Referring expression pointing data
• • • • • • •

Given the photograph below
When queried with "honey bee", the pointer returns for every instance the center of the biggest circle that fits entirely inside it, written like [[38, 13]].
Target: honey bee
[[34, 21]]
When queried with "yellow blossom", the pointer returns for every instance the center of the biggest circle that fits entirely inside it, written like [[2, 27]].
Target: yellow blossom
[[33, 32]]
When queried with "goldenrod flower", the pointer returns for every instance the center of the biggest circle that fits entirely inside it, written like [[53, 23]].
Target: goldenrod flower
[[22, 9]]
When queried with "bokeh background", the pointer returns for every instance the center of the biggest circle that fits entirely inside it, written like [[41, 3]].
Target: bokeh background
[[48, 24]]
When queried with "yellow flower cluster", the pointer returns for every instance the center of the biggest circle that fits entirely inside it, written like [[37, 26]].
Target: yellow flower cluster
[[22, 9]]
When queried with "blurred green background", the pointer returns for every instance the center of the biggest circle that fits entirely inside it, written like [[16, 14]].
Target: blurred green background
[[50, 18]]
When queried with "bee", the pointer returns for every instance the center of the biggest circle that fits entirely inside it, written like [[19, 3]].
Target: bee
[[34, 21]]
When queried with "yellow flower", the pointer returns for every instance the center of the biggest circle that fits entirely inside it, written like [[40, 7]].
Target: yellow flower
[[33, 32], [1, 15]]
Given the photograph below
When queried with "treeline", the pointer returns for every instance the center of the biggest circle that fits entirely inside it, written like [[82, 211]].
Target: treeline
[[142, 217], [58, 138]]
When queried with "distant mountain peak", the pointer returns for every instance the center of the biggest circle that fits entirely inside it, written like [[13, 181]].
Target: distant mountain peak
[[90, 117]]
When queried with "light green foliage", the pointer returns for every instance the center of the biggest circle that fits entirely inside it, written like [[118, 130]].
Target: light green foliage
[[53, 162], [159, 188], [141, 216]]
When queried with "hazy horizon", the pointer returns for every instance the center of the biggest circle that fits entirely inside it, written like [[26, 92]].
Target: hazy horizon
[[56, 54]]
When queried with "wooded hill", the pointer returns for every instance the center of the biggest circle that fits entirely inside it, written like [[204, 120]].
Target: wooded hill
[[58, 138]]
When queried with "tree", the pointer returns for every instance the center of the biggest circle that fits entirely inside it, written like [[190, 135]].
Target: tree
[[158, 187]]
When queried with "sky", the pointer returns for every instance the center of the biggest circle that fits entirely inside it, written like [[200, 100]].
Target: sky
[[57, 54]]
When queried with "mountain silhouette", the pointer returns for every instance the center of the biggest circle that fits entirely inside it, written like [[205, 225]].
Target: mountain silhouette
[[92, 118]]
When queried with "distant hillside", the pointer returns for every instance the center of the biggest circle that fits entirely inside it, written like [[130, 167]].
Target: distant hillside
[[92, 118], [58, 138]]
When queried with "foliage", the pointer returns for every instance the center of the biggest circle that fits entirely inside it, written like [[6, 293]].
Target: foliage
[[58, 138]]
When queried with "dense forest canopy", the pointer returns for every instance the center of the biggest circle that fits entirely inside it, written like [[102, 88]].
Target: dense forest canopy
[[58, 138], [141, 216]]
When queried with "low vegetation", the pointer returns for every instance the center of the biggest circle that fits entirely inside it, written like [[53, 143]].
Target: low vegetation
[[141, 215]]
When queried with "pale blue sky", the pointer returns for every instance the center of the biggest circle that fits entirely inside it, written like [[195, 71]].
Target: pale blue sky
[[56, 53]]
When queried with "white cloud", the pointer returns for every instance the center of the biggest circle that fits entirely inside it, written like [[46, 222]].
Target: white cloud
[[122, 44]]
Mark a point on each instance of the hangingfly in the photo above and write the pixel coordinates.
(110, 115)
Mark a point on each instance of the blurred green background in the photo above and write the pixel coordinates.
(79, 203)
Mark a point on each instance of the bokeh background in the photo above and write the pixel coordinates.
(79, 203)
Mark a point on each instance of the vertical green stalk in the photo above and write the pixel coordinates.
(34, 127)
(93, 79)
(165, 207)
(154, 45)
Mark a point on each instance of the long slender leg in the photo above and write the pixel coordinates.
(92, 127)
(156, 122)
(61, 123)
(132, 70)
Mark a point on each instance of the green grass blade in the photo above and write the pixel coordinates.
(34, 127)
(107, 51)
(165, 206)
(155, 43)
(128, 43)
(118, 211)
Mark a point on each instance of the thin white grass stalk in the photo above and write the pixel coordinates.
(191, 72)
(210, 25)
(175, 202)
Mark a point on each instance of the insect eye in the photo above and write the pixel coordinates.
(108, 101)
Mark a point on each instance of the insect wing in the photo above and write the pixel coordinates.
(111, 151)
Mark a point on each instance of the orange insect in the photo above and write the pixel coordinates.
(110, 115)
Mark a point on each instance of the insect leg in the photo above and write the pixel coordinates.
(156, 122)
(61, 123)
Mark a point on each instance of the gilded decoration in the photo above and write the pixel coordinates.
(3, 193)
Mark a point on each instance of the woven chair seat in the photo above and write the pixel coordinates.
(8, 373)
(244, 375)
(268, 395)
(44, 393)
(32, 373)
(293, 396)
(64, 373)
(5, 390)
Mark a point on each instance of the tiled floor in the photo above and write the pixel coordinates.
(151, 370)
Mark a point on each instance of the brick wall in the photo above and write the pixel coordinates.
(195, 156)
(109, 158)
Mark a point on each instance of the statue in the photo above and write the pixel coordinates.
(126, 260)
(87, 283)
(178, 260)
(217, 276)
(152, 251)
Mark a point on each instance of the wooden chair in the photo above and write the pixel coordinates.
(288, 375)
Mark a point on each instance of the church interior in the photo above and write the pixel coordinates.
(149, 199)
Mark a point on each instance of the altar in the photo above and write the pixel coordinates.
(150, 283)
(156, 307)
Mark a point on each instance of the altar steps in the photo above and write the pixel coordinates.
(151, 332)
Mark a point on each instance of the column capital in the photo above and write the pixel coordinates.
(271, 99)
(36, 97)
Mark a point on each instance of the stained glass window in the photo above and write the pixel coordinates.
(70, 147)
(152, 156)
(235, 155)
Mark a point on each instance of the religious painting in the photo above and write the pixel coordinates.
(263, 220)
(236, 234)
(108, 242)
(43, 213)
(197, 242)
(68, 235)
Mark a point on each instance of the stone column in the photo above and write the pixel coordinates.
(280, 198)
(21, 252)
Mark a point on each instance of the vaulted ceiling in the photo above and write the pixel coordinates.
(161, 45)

• • • • • • •

Exercise instructions >> In full and without alteration, repeat the records.

Final answer >>
Given the photograph below
When queried with "honey bee", the pointer returns for every instance the center of the biggest circle that fits entirely inside it, written like [[38, 13]].
Target: honey bee
[[34, 21]]
When queried with "yellow blossom", the pointer returns for every instance the center of the biggest circle that fits entirely inside it, written like [[2, 27]].
Target: yellow blossom
[[33, 32]]
When queried with "goldenrod flower", the pointer returns for every instance the center of the biggest circle that fits entirely inside it, written like [[53, 23]].
Target: goldenrod flower
[[22, 9]]
When queried with "bokeh background", the pointer returns for every instance the center of the biggest circle that fits entirely inside it, written like [[41, 3]].
Target: bokeh background
[[48, 24]]
When queried with "yellow flower cluster", the pointer returns for every instance the center of the biggest circle that fits entirely inside it, written like [[37, 26]].
Target: yellow flower cluster
[[22, 9]]
When queried with "blurred green background", the pointer returns for every instance the center of the biggest circle that fits entirely inside it, written like [[16, 14]].
Target: blurred green background
[[50, 18]]
When queried with "bee", the pointer returns for every instance the center of the biggest circle that fits entirely inside it, written like [[19, 3]].
Target: bee
[[34, 21]]
When queried with "yellow flower", the pointer returns for every instance the center of the biggest circle that fits entirely inside it, written like [[40, 7]].
Target: yellow flower
[[33, 32], [1, 15]]
Given the photograph below
When queried with "treeline", the pointer returns for every instance the center of the biggest circle that fits entirely inside it, written like [[82, 211]].
Target: treeline
[[142, 217], [58, 138]]
When queried with "distant mountain peak", the pointer returns for every instance the center of the biggest circle that fits entirely inside it, written like [[13, 181]].
Target: distant mountain peak
[[90, 117]]
When queried with "light green foliage", the pointer returns for every instance the center of the biggest circle that fits entirely inside it, written like [[118, 130]].
Target: light green foliage
[[53, 162], [159, 188], [141, 216]]
When queried with "hazy horizon", the pointer returns for every instance the center of the biggest circle that fits entirely inside it, written like [[26, 92]].
Target: hazy horizon
[[56, 54]]
When queried with "wooded hill", the pointer returns for every instance the center of the biggest circle that fits entirely inside it, written like [[204, 120]].
Target: wooded hill
[[58, 138]]
When queried with "tree", the pointer returns for every instance the center of the biggest circle that fits entirely inside it, written like [[190, 135]].
Target: tree
[[158, 187]]
When queried with "sky", the pointer returns for every instance the center of the biggest circle that fits entirely inside it, written like [[200, 100]].
Target: sky
[[57, 54]]
When queried with "mountain silhouette", the pointer returns for every instance the center of the biggest circle that fits entirely inside it, written like [[205, 225]].
Target: mountain silhouette
[[92, 118]]
When queried with "distant hillside", the pointer returns for every instance the center of the biggest circle that fits entirely inside it, written like [[130, 167]].
Target: distant hillside
[[92, 118], [58, 138]]
When queried with "foliage", the pointer returns for every instance the center of the biggest circle that fits entirely inside it, written like [[6, 293]].
Target: foliage
[[58, 138]]
When queried with "dense forest canopy", the pointer returns for every instance the center of the biggest circle that fits entirely inside it, written like [[102, 88]].
Target: dense forest canopy
[[58, 138], [141, 216]]
When queried with "low vegetation", the pointer returns for every instance the center of the biggest circle that fits entirely inside it, written like [[53, 143]].
Target: low vegetation
[[141, 215]]
When queried with "pale blue sky", the pointer returns for every instance the center of the biggest circle that fits entirely inside it, written like [[195, 71]].
Target: pale blue sky
[[56, 53]]
When queried with "white cloud", the pointer returns for every instance the center of the biggest circle that fits entirely inside it, written like [[46, 222]].
Target: white cloud
[[122, 44]]
Mark a point on each instance of the hangingfly in the photo above and write the pixel coordinates.
(110, 115)
Mark a point on each instance of the blurred green background in the photo above and write the pixel coordinates.
(79, 203)
Mark a point on each instance of the bokeh background in the photo above and write the pixel coordinates.
(79, 203)
Mark a point on each instance of the vertical green stalk in the photo above and write the pixel coordinates.
(34, 127)
(93, 79)
(165, 207)
(154, 45)
Mark a point on each instance of the long slender leg in the photo above and write the pixel coordinates.
(92, 127)
(156, 122)
(61, 123)
(132, 70)
Mark a point on each instance of the green grass blade in the photo above and write the pixel coordinates.
(34, 127)
(107, 51)
(165, 206)
(155, 43)
(128, 43)
(118, 211)
Mark a point on each instance of the thin white grass stalk in the photo above and write the pixel coordinates.
(191, 72)
(210, 25)
(175, 202)
Mark a point on each instance of the insect eye in the photo above and write the pixel coordinates.
(108, 101)
Mark a point on each instance of the insect wing in the photo above and write the pixel coordinates.
(111, 151)
Mark a point on each instance of the orange insect in the photo above and write the pixel coordinates.
(110, 115)
Mark a point on each instance of the insect leg in the photo above and write the pixel coordinates.
(156, 122)
(61, 123)
Mark a point on each instance of the gilded decoration in the photo above and write the pixel coordinates.
(3, 193)
Mark a point on each instance of the woven chair seat in the photo above and write the pixel coordinates.
(8, 373)
(244, 375)
(268, 395)
(44, 393)
(32, 373)
(293, 396)
(64, 373)
(5, 390)
Mark a point on each instance of the tiled floor in the photo above and write the pixel coordinates.
(151, 370)
Mark a point on each instance of the brick wall in the photo above and write the pixel coordinates.
(195, 156)
(109, 158)
Mark a point on each instance of the statue in the photo above and write the pixel coordinates.
(126, 260)
(87, 283)
(178, 260)
(217, 276)
(152, 251)
Mark a point on each instance of the wooden chair in the photo above and write the pixel coordinates.
(288, 375)
Mark a point on each instance of the church interior in the photo above and write the pixel coordinates.
(149, 199)
Mark a point on each instance of the altar in the photo above and write the pixel coordinates.
(150, 283)
(156, 307)
Mark a point on each instance of the altar steps in the photo above and write the pixel coordinates.
(151, 332)
Mark a point on each instance of the column capital in the photo above and write the pixel coordinates.
(271, 99)
(36, 97)
Mark a point on each instance of the stained glass window in the photo above and write the pixel coordinates.
(70, 147)
(152, 156)
(235, 155)
Mark a point on each instance of the religious painting in the photo above and write the pixel coordinates.
(263, 220)
(236, 234)
(108, 242)
(43, 213)
(197, 242)
(68, 235)
Mark a point on each instance of the stone column in the photo above and write the pixel coordinates.
(280, 198)
(21, 252)
Mark a point on each instance of the vaulted ceiling in the photo above and write the pixel coordinates.
(161, 45)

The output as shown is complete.